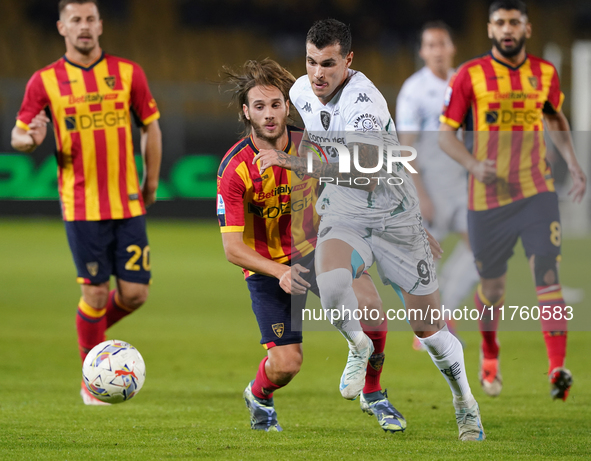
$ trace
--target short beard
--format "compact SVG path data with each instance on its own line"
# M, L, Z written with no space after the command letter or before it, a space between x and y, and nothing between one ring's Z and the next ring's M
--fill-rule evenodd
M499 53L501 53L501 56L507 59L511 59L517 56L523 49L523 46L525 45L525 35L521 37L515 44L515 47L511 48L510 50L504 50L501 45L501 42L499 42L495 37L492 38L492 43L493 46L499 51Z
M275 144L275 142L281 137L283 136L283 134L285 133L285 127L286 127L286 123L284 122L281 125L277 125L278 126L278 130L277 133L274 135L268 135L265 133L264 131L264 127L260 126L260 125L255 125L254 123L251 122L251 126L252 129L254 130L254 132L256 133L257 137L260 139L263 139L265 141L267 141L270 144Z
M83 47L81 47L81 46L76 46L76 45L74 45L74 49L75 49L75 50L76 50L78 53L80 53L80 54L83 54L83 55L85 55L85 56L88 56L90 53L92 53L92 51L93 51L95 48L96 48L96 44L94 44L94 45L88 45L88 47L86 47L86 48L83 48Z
* * *
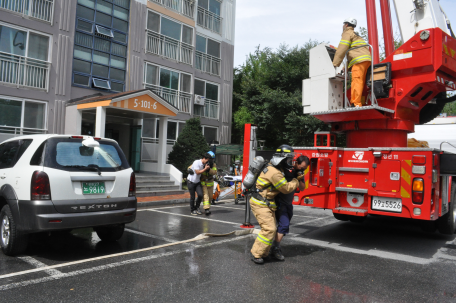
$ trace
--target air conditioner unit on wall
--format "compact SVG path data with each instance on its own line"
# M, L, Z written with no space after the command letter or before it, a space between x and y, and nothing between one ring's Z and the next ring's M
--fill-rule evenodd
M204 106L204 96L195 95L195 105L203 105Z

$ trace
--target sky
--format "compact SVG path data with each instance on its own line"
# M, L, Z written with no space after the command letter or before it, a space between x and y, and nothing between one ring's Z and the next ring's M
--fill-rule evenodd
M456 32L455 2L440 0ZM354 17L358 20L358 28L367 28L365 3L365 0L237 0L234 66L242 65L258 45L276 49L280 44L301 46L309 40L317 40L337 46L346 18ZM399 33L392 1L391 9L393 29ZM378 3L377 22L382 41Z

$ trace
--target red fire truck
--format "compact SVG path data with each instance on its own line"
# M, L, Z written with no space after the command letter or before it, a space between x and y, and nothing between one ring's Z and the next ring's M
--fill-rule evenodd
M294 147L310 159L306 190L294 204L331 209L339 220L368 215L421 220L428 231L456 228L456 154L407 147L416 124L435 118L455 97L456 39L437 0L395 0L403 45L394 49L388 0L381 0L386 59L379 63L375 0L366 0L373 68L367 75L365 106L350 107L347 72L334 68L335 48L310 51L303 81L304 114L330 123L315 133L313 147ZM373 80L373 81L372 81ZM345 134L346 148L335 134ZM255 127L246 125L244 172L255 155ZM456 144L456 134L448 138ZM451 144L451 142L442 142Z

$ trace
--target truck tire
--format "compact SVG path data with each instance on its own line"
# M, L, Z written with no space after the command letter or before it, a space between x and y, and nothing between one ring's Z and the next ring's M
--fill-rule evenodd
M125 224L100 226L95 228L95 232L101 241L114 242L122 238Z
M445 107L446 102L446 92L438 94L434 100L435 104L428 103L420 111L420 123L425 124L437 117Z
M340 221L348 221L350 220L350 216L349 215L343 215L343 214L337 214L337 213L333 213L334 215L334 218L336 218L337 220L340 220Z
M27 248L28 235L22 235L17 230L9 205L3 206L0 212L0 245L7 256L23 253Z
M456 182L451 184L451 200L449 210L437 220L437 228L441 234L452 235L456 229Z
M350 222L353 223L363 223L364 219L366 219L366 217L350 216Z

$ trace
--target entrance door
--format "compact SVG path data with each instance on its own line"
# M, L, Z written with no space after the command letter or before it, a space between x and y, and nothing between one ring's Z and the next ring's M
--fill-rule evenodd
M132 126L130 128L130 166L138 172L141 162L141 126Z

*TASK STATEMENT*
In the entries above, locate every line with the word "target" and copy it.

*RESPONSE AREA*
--target short beard
--target air conditioner unit on wall
--target sky
--target red fire truck
--target truck tire
--target entrance door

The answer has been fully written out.